Problem requirements: Find every line in the entries that holds the string "snowy" and report it.

(Stored dataset items)

◆ ◆ ◆ ◆

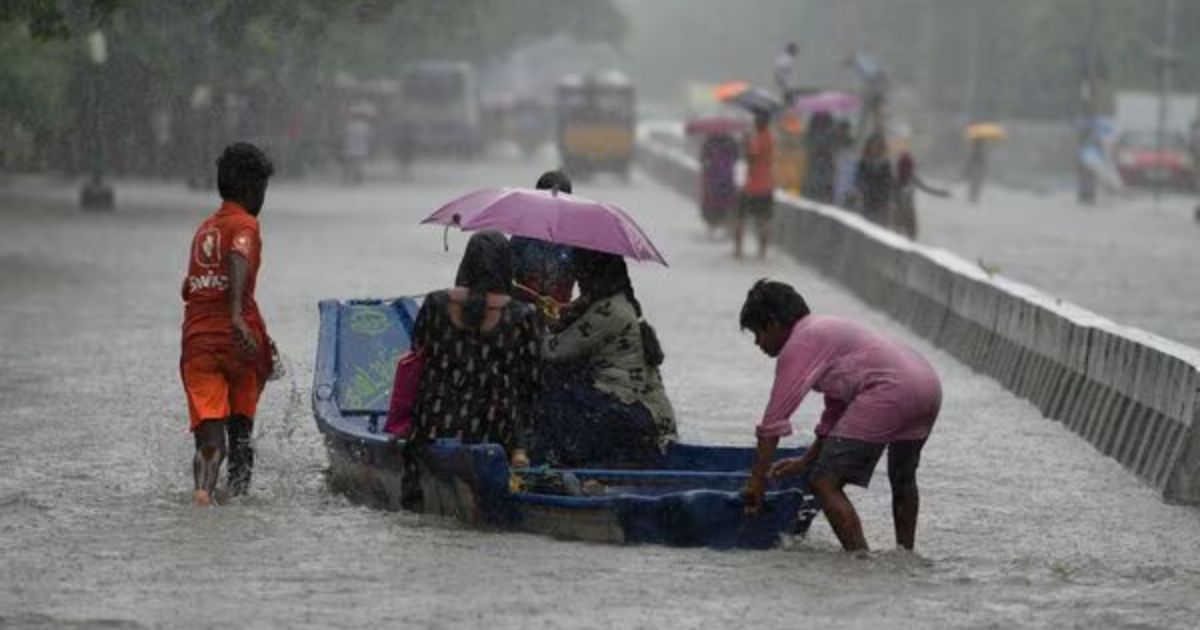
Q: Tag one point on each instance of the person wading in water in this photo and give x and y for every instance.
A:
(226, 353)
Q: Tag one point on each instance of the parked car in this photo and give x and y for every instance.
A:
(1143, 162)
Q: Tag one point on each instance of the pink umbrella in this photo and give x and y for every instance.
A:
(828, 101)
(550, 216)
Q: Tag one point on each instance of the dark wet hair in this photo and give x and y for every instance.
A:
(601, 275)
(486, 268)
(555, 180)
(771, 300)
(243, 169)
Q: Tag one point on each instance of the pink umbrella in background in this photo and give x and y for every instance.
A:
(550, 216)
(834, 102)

◆ ◆ ◆ ◆

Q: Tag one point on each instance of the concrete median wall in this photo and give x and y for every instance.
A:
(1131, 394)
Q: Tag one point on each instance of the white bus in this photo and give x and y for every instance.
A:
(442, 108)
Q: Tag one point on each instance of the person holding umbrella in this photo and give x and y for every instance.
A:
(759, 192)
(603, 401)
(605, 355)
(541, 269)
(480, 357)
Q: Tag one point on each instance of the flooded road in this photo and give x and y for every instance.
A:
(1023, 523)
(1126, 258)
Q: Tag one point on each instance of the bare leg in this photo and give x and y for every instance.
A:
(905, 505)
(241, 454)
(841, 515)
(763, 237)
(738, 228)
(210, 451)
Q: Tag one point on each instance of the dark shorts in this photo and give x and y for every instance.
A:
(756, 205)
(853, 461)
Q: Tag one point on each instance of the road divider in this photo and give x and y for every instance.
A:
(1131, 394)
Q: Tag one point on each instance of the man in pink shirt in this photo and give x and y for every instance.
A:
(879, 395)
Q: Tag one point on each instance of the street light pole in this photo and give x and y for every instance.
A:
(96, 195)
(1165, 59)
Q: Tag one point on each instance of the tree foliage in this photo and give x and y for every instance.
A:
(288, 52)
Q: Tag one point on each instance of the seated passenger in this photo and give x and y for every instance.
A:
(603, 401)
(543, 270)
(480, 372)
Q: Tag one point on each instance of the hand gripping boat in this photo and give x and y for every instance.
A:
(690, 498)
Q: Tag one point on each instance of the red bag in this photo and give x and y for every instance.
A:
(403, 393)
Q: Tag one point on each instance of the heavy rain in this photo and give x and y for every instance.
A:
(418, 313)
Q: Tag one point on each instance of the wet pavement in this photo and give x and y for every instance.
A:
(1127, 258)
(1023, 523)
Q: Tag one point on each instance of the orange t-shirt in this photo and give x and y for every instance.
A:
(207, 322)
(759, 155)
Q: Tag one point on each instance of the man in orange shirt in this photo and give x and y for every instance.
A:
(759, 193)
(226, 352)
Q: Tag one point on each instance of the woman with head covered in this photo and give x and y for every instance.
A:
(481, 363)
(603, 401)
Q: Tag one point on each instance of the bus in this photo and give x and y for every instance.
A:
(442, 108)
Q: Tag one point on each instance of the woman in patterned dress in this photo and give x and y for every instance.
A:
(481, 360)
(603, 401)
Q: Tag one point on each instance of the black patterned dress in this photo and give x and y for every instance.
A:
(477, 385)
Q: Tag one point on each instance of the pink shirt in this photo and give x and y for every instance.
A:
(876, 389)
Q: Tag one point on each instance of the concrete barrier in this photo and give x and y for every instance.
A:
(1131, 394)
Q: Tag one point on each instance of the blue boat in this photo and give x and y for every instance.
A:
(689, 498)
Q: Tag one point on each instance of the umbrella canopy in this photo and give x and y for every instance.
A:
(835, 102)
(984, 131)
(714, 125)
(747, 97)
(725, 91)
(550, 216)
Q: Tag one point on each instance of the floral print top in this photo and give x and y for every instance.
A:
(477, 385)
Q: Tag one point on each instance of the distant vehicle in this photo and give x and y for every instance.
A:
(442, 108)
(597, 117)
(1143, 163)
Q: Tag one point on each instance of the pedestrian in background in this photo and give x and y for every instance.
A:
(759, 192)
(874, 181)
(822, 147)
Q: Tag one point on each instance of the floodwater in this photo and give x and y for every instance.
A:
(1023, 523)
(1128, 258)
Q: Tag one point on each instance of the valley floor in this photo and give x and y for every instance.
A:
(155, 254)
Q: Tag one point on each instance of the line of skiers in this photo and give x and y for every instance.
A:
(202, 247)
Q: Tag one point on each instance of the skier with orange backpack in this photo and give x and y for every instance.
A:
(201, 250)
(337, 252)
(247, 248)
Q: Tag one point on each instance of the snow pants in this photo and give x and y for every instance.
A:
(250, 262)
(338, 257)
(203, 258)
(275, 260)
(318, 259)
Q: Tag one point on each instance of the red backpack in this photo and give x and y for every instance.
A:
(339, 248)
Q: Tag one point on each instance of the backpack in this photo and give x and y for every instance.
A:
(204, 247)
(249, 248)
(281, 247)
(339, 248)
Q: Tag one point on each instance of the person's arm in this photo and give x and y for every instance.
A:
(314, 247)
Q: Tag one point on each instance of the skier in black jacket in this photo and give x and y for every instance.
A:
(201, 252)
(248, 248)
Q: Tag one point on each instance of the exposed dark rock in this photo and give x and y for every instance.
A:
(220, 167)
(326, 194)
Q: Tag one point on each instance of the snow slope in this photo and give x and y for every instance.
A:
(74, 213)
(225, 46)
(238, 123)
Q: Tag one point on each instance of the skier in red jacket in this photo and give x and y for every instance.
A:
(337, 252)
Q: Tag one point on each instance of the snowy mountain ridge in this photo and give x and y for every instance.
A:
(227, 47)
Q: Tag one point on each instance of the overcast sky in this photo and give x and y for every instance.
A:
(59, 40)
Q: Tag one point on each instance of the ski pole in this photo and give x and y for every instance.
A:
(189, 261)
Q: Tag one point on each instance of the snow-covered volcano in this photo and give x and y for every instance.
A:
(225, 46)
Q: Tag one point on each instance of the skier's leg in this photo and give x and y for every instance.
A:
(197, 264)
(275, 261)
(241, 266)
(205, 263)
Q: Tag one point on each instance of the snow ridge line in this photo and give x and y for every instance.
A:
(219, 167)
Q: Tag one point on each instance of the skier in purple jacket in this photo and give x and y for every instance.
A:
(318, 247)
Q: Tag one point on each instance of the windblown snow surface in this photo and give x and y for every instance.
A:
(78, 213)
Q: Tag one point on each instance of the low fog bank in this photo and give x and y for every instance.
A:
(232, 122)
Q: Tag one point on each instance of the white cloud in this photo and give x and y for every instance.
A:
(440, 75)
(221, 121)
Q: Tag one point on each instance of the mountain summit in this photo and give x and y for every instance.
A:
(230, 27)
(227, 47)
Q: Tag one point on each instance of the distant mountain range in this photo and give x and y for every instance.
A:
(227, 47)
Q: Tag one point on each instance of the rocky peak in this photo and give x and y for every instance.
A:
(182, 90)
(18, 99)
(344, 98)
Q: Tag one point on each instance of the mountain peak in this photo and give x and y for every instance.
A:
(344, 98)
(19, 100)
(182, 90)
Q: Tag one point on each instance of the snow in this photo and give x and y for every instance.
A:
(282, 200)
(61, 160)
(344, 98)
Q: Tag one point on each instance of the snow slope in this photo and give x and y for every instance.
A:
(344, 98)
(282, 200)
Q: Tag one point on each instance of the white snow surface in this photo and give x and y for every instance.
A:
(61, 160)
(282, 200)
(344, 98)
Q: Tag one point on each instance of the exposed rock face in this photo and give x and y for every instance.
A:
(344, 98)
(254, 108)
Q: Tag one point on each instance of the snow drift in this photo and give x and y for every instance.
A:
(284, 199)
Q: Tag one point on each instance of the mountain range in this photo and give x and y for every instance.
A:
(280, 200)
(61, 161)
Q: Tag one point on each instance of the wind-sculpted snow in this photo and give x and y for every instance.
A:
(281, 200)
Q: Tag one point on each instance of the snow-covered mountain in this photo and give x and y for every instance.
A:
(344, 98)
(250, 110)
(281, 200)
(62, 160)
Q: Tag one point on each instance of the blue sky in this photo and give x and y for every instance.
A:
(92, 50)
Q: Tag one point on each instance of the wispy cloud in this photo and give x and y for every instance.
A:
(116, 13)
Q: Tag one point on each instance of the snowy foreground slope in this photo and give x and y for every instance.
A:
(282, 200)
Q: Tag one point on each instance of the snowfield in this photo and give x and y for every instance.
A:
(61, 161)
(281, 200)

◆ ◆ ◆ ◆

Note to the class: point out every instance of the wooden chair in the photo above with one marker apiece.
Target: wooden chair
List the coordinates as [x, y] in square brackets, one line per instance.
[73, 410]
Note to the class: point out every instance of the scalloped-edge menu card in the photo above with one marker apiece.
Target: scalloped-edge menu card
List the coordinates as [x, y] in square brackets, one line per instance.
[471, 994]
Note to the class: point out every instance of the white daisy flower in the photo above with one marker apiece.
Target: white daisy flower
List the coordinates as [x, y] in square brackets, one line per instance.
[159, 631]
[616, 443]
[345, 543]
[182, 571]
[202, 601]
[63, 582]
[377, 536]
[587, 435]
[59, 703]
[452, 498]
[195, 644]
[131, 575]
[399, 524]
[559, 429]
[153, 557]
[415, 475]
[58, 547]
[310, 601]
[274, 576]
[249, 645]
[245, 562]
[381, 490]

◆ ◆ ◆ ◆

Output below:
Q: Tag one point on each instance of the snowy mountain ridge in this photo and give x and y for every instance.
Q: Tag one point on each instance of the snowy foreground slope in this photo and give x and y for every instance.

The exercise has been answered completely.